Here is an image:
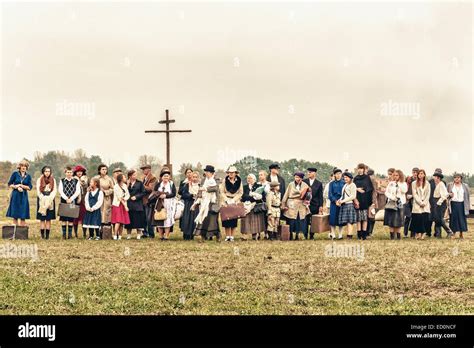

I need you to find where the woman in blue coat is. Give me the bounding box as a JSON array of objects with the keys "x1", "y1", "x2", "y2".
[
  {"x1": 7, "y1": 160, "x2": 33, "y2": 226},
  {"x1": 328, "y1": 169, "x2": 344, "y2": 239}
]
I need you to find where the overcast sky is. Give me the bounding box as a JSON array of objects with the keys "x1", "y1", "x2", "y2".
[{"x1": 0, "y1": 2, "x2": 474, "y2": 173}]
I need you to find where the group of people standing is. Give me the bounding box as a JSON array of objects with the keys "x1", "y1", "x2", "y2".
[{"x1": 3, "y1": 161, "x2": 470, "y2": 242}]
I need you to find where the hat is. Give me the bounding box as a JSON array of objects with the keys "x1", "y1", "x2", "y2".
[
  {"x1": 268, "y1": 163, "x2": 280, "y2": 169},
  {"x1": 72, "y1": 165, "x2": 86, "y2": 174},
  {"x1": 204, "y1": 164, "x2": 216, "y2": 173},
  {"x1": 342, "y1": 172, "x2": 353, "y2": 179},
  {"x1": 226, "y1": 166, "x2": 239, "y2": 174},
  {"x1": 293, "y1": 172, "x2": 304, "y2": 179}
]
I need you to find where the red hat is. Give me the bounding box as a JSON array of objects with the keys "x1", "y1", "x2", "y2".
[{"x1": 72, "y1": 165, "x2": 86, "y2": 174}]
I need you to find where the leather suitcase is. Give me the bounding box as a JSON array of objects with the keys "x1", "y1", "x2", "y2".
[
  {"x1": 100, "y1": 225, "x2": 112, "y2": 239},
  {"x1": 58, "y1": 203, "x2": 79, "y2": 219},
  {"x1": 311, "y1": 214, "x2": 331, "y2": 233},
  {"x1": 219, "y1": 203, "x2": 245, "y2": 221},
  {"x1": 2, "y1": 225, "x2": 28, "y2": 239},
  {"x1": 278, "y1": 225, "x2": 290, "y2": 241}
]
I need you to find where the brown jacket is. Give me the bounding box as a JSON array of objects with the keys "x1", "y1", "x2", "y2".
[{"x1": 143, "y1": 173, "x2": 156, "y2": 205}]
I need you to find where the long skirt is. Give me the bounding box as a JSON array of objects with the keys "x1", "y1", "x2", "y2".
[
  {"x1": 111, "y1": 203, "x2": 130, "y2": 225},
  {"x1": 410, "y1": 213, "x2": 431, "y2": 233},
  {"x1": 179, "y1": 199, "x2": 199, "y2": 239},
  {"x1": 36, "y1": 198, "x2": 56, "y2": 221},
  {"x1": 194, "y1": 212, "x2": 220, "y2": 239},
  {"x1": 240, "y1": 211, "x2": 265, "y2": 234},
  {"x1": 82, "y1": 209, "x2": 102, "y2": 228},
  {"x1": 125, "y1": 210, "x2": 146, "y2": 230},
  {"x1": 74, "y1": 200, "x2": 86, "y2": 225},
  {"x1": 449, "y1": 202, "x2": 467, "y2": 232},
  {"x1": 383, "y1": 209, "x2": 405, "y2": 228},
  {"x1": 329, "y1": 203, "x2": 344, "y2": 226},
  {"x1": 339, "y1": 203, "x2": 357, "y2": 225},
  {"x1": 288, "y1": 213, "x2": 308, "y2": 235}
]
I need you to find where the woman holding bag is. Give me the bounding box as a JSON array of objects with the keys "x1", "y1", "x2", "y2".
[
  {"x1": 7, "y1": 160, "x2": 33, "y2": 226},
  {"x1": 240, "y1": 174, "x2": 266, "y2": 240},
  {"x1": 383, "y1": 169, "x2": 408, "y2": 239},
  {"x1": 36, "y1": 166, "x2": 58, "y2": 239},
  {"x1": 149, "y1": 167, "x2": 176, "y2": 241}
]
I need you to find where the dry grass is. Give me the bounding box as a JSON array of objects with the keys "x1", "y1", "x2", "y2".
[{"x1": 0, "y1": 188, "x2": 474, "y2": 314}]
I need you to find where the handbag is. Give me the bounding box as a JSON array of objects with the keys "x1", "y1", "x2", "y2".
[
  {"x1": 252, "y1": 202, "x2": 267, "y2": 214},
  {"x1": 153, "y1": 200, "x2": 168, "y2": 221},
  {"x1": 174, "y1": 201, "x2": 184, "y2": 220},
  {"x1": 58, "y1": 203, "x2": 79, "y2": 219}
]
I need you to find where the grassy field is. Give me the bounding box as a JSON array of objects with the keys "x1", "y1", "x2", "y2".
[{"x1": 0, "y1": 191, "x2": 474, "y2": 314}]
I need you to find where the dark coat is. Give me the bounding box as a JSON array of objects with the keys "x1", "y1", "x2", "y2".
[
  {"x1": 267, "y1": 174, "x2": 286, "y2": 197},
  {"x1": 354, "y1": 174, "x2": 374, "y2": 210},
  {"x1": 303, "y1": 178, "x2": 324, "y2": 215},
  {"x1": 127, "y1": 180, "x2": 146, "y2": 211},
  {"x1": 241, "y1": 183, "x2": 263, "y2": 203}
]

● **TO DO**
Rewrite the rows from the line containing "I need you to find where the dry" through the end of the rows, inclusive, as a numbered list with blank lines left out.

● **COMPLETE OUTPUT**
1. I need you to find where the dry grass is. Give me the bounding box as a JSON array of objects with the keys "x1", "y1", "x2", "y2".
2. [{"x1": 0, "y1": 188, "x2": 474, "y2": 314}]
3. I need you to find where the handbag is. Give me the bounding box as a JSON array of objects with the keys "x1", "y1", "x2", "y2".
4. [
5.   {"x1": 252, "y1": 202, "x2": 267, "y2": 214},
6.   {"x1": 153, "y1": 200, "x2": 168, "y2": 221},
7.   {"x1": 174, "y1": 201, "x2": 184, "y2": 220},
8.   {"x1": 58, "y1": 203, "x2": 79, "y2": 219}
9. ]
10. I need you to find where the grassy field is. Give me the bounding box as a JSON array of objects with the keys "x1", "y1", "x2", "y2".
11. [{"x1": 0, "y1": 191, "x2": 474, "y2": 314}]
12. I need you to find where the dark coat is. Give me the bounding box as a JSON array of objects with the keys "x1", "y1", "x2", "y2".
13. [
14.   {"x1": 267, "y1": 174, "x2": 286, "y2": 197},
15.   {"x1": 354, "y1": 174, "x2": 374, "y2": 210},
16.   {"x1": 303, "y1": 178, "x2": 324, "y2": 215},
17.   {"x1": 127, "y1": 180, "x2": 146, "y2": 211},
18.   {"x1": 241, "y1": 183, "x2": 263, "y2": 203}
19. ]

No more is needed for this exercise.